• _Provided passage_:
[xmca] Chimps make great teachers and students

From: Tony Whitson (twhitson@udel.edu)
Date: Tue Aug 29 2006 - 03:42:54 PDT


I think this is related to a recent thread, although my memory is hazy:

Chimps make great teachers and students
22:00 28 August 2006
NewScientist.com news service
Bob Holmes
Chimpanzees can pass knowledge from one individual to the next with nearly
perfect accuracy through several "generations" of teacher and learner, a new
study shows.

This ability, which has never been demonstrated in chimps before, means that
these apes have one of the key skills needed to create and maintain true
cultural differences among groups.

Researchers have known for many years that different groups of wild chimps
behave differently. However, without controlled experiments it is impossible
to know for certain whether these represent adaptations to subtly different
conditions or different traditions inherited culturally within each group.

Victoria Horner, a primate behaviourist at the University of St Andrews, UK,
and colleagues tested whether chimps are capable of transmitting knowledge
faithfully through a chain of learners.

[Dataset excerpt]

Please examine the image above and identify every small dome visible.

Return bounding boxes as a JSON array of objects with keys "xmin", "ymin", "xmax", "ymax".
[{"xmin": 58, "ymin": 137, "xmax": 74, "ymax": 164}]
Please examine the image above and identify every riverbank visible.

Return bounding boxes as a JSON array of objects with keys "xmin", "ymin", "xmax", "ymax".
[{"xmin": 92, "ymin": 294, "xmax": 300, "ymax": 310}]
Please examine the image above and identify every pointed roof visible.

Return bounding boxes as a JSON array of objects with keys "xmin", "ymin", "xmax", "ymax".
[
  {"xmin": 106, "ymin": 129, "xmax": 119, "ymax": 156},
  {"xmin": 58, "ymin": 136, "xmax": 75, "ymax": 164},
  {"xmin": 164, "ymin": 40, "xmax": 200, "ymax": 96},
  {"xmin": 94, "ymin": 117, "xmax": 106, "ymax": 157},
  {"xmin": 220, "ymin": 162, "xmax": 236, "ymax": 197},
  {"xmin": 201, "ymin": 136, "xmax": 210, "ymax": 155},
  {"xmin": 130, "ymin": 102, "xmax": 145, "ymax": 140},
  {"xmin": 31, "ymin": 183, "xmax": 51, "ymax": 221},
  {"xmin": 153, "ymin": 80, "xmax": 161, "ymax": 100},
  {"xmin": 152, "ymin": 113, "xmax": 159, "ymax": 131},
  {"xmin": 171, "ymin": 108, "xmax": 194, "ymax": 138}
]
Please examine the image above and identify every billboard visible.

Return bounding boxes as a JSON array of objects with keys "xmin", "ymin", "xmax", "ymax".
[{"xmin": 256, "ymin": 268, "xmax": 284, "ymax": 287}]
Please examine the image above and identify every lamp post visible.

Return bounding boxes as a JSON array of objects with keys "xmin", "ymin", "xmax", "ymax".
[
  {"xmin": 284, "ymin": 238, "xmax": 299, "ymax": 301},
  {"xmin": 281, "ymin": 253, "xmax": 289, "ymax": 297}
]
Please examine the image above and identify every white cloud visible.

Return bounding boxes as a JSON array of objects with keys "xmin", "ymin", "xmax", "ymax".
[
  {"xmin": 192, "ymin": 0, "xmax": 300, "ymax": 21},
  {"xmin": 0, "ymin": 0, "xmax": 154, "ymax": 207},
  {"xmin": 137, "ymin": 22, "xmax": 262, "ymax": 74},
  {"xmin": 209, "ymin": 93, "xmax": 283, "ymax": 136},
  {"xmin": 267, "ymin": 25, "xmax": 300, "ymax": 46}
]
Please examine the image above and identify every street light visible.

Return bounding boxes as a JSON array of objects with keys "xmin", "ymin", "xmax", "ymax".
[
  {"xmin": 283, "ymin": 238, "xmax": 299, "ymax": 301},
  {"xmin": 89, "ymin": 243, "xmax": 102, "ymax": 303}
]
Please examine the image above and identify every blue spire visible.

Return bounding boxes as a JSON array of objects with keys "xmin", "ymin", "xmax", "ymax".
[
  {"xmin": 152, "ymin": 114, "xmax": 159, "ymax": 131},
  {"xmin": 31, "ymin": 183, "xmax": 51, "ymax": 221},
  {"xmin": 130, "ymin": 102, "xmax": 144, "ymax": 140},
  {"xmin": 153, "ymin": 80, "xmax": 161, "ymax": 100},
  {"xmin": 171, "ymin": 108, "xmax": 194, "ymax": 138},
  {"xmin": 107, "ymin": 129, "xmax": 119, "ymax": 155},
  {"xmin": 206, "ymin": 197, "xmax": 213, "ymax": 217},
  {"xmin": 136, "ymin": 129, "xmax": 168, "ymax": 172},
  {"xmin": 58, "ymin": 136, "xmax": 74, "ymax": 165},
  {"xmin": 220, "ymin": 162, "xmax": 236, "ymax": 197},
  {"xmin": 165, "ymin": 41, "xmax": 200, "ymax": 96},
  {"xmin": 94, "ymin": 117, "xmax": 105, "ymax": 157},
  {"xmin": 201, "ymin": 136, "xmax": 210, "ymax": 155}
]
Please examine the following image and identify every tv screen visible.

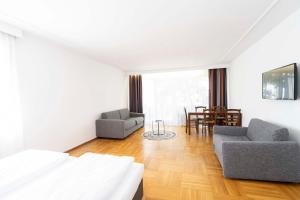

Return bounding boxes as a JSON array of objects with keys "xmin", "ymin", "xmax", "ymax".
[{"xmin": 262, "ymin": 63, "xmax": 297, "ymax": 100}]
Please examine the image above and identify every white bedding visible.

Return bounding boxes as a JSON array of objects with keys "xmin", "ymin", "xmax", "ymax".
[
  {"xmin": 0, "ymin": 150, "xmax": 69, "ymax": 195},
  {"xmin": 0, "ymin": 150, "xmax": 143, "ymax": 200}
]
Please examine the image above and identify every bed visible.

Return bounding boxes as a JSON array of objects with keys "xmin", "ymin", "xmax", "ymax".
[{"xmin": 0, "ymin": 150, "xmax": 144, "ymax": 200}]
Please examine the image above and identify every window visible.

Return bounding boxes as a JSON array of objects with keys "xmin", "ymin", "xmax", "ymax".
[{"xmin": 143, "ymin": 70, "xmax": 209, "ymax": 125}]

• _What is asked_:
a - Name every person mentioned in the chimpanzee post.
b - Transcribe everything in the chimpanzee post from "Date: Tue Aug" down to "study shows.".
None of the entries above is needed for this work.

• _Answers for the tasks_:
a - Tony Whitson, Bob Holmes, Victoria Horner

b -
Date: Tue Aug 29 2006 - 03:42:54 PDT


I think this is related to a recent thread, although my memory is hazy:

Chimps make great teachers and students
22:00 28 August 2006
NewScientist.com news service
Bob Holmes
Chimpanzees can pass knowledge from one individual to the next with nearly
perfect accuracy through several "generations" of teacher and learner, a new
study shows.